— Start EXTRACTED INFORMATION —

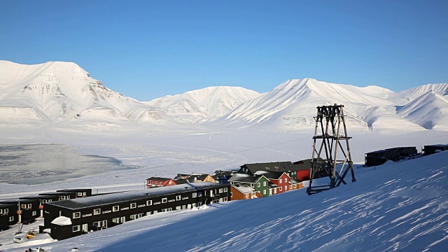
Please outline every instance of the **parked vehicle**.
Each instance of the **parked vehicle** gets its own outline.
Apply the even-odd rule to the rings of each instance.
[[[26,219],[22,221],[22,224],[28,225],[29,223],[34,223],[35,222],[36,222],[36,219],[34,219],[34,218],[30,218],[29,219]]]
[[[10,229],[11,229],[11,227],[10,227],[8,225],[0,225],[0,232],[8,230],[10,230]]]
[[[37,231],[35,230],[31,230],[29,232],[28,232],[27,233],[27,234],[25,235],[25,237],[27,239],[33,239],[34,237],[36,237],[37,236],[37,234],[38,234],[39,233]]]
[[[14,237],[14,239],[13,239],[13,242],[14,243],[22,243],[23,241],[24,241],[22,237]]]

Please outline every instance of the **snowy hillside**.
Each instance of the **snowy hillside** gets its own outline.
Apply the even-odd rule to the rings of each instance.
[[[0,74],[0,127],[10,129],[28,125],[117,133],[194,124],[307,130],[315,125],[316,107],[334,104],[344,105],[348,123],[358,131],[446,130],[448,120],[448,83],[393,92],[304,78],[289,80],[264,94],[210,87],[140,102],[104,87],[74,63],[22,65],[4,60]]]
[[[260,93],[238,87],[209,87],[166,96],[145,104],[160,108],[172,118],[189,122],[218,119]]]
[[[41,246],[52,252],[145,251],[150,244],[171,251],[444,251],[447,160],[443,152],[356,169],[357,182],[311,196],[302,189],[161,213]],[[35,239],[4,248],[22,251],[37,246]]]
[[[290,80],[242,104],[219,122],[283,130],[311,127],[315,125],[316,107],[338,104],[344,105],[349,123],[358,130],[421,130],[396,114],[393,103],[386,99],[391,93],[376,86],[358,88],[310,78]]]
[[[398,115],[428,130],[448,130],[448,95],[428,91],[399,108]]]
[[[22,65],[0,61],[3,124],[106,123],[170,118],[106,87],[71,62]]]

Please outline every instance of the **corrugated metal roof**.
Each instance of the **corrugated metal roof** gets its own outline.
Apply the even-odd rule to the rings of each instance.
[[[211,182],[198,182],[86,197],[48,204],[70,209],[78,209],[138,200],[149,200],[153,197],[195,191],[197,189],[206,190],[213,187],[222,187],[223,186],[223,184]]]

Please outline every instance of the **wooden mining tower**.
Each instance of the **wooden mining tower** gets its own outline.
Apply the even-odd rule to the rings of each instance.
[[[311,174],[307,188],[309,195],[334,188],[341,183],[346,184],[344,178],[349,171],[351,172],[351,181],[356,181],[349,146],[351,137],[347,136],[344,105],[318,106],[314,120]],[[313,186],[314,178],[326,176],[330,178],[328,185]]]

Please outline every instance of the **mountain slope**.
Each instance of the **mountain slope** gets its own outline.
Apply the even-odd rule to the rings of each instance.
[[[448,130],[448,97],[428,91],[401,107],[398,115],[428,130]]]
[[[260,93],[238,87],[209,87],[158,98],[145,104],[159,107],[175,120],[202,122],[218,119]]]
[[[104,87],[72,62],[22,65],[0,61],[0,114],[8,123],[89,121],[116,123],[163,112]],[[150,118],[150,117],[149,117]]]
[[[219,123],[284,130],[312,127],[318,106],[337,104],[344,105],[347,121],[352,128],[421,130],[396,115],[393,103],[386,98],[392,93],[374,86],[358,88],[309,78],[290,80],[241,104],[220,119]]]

— End EXTRACTED INFORMATION —
— Start EXTRACTED INFORMATION —

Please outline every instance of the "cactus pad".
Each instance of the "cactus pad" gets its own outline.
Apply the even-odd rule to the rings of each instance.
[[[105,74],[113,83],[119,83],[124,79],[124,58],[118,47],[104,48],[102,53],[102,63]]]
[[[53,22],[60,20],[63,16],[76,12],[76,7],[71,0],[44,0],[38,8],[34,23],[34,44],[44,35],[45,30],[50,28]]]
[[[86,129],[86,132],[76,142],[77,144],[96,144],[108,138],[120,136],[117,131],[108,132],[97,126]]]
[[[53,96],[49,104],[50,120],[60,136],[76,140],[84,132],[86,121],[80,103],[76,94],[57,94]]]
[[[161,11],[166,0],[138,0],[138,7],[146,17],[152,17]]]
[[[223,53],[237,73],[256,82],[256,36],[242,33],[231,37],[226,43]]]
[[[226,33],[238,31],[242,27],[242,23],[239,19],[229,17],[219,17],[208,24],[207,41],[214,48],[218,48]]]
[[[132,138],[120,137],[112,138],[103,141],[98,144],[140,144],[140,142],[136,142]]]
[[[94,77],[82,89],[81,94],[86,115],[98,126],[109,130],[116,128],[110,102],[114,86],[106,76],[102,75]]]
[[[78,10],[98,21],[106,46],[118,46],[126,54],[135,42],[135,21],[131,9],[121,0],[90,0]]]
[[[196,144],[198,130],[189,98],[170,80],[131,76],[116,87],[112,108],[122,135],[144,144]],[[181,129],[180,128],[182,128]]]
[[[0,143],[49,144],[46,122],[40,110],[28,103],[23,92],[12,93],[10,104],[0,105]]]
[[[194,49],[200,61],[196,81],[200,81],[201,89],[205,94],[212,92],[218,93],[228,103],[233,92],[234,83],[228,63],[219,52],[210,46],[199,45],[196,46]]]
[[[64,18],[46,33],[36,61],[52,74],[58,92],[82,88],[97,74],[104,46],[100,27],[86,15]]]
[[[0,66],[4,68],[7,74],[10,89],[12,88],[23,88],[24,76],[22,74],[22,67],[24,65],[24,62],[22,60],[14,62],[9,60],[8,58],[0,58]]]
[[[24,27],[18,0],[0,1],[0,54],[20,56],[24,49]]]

— End EXTRACTED INFORMATION —

State how many lines in the items contain the word "wooden", and give only the number.

■ **TASK SOLUTION**: 2